Set problem: Gather every line of the records below that contains the string "background". The match is case-sensitive, so uppercase and lowercase letters count as different.
-- Start --
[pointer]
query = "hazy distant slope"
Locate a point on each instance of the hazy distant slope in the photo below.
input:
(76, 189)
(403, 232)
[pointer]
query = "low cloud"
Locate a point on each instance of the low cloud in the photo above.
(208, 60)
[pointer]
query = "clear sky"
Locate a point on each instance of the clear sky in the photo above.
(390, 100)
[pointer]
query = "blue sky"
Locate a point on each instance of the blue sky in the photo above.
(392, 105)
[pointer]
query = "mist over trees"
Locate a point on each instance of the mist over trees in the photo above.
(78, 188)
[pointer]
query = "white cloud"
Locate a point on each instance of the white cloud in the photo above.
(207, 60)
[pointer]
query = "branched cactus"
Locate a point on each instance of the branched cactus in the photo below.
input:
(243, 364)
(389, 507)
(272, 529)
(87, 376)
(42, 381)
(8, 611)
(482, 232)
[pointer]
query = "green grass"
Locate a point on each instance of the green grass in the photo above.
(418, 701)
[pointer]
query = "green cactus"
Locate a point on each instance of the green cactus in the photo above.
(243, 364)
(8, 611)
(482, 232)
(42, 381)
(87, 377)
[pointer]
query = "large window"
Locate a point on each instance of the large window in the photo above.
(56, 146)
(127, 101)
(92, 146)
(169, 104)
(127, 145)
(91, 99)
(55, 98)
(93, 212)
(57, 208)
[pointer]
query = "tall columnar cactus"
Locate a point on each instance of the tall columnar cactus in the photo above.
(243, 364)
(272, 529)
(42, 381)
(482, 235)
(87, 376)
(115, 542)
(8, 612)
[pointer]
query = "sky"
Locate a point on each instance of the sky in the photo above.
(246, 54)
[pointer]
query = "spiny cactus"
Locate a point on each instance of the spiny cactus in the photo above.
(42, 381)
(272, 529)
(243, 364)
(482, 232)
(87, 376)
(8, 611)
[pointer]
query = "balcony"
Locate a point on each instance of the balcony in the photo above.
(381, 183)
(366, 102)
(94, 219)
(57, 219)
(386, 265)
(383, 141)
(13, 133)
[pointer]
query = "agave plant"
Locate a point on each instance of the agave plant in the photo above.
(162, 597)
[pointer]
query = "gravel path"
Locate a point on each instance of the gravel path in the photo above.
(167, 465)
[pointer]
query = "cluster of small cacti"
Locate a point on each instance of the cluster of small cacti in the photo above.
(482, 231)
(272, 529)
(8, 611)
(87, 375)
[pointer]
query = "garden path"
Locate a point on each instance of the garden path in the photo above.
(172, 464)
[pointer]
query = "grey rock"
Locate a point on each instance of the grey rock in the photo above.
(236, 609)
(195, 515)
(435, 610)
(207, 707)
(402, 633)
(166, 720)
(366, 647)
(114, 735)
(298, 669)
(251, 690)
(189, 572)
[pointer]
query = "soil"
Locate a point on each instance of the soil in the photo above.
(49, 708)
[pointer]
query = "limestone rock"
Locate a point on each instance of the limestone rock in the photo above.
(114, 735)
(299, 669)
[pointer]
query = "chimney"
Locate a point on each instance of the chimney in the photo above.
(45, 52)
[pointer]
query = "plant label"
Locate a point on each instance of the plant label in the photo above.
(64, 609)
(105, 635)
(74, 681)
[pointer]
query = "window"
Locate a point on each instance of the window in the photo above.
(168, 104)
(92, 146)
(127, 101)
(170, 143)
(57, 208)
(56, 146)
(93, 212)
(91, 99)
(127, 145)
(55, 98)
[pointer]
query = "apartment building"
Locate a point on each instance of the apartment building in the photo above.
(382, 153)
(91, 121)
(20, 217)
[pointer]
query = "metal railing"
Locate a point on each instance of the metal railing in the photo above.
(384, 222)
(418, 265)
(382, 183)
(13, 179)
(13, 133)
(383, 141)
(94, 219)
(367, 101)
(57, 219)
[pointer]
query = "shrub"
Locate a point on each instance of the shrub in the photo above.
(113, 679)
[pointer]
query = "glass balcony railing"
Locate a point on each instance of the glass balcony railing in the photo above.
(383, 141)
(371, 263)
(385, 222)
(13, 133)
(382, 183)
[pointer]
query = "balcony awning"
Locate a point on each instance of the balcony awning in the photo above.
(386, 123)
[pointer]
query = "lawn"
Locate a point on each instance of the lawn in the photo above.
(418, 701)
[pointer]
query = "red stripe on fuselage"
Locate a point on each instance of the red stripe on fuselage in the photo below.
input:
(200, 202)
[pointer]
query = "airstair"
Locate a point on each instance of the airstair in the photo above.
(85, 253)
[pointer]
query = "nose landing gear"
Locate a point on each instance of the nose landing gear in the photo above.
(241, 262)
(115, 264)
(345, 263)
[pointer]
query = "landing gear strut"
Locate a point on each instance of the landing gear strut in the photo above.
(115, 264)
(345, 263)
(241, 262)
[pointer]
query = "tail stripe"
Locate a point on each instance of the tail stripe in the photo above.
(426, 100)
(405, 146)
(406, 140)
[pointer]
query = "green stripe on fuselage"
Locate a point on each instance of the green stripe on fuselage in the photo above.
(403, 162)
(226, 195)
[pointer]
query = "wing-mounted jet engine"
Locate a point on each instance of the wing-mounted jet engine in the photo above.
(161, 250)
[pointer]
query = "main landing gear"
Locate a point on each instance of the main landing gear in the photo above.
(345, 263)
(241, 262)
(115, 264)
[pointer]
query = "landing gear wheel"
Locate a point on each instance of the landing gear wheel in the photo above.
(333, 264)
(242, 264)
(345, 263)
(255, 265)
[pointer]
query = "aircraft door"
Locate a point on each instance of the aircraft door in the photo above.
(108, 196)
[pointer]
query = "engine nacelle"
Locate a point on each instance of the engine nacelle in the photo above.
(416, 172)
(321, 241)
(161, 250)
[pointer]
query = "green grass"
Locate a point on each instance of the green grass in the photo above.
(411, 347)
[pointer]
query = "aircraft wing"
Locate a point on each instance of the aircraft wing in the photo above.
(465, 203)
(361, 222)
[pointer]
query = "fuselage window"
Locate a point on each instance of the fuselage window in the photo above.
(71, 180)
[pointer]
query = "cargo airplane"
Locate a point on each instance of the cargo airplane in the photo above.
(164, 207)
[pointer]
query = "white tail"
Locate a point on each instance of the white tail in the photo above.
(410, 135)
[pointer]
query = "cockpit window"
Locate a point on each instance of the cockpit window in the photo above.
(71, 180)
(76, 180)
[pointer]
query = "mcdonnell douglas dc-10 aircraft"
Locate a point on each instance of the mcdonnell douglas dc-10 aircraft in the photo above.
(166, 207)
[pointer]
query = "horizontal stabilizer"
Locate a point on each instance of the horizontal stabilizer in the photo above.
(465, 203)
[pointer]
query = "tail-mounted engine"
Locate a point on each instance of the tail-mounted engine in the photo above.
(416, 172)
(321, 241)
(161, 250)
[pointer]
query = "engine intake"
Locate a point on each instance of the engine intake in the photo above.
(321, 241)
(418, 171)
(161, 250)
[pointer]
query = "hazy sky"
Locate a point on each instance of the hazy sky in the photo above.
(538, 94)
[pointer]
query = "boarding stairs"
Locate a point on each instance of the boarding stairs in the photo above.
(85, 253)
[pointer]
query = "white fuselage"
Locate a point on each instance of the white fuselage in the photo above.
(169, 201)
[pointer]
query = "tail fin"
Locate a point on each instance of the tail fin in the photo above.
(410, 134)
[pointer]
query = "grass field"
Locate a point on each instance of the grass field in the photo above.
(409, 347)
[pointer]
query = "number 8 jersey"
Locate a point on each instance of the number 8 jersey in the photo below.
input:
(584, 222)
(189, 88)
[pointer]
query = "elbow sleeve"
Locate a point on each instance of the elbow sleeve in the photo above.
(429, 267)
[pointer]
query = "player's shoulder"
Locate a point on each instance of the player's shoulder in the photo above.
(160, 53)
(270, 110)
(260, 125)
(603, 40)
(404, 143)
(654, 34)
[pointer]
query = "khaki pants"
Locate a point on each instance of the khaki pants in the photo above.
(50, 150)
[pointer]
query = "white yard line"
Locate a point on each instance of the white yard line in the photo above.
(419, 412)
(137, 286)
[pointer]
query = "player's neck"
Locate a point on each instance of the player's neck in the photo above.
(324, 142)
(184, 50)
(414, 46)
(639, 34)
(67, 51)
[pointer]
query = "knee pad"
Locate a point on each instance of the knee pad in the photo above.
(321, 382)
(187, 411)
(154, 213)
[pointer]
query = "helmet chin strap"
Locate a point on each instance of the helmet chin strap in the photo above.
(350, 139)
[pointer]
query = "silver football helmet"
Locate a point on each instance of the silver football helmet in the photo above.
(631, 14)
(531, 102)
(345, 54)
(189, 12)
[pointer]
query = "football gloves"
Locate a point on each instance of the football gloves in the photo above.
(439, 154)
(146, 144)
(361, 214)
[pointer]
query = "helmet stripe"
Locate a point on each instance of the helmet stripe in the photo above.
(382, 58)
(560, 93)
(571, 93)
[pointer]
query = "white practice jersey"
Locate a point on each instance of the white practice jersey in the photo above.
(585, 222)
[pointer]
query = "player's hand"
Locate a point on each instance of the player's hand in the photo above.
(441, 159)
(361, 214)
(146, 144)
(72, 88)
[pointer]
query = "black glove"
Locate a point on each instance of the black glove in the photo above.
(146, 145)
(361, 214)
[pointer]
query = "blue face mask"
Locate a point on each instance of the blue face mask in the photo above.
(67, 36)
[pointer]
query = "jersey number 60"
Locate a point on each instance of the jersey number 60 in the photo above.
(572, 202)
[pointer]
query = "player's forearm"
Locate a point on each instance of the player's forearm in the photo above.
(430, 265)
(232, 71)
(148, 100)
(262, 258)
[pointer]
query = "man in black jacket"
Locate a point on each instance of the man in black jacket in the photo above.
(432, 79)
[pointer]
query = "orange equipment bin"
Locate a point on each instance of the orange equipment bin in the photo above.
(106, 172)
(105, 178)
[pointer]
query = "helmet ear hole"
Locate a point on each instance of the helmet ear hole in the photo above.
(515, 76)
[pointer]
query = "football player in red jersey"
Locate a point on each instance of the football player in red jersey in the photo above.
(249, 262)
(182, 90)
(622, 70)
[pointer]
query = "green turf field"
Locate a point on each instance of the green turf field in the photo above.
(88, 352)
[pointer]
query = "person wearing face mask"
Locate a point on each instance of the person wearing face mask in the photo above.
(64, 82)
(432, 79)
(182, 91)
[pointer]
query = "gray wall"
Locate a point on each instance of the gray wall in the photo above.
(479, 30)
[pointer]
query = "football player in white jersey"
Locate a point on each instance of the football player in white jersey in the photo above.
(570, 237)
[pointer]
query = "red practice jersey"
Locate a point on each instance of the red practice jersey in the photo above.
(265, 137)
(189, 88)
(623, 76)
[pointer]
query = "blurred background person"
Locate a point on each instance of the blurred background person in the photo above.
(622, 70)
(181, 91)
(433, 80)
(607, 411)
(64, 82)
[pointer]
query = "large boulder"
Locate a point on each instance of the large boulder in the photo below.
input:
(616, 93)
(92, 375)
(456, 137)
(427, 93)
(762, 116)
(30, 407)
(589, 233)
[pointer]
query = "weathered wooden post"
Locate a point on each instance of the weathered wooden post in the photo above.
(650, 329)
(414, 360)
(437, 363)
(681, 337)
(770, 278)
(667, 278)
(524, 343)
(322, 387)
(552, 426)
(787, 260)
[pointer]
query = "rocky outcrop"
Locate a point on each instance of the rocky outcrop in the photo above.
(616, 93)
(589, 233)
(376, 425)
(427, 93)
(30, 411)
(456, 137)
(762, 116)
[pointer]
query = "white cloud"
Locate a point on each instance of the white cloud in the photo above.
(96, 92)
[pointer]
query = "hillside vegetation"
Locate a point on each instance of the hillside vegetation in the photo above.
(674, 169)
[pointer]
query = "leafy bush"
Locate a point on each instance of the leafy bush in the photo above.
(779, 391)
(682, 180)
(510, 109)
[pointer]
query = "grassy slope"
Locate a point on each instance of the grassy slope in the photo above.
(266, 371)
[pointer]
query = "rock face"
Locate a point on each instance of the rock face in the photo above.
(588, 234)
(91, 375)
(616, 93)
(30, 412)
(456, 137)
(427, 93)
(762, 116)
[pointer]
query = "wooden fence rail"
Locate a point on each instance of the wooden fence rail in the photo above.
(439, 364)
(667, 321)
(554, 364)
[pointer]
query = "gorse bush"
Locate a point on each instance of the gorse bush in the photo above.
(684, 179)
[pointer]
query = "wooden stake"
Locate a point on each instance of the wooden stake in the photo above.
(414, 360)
-- End --
Task response:
query = "blurred background person"
Locate a point on each instance of the blurred background person in the photo above.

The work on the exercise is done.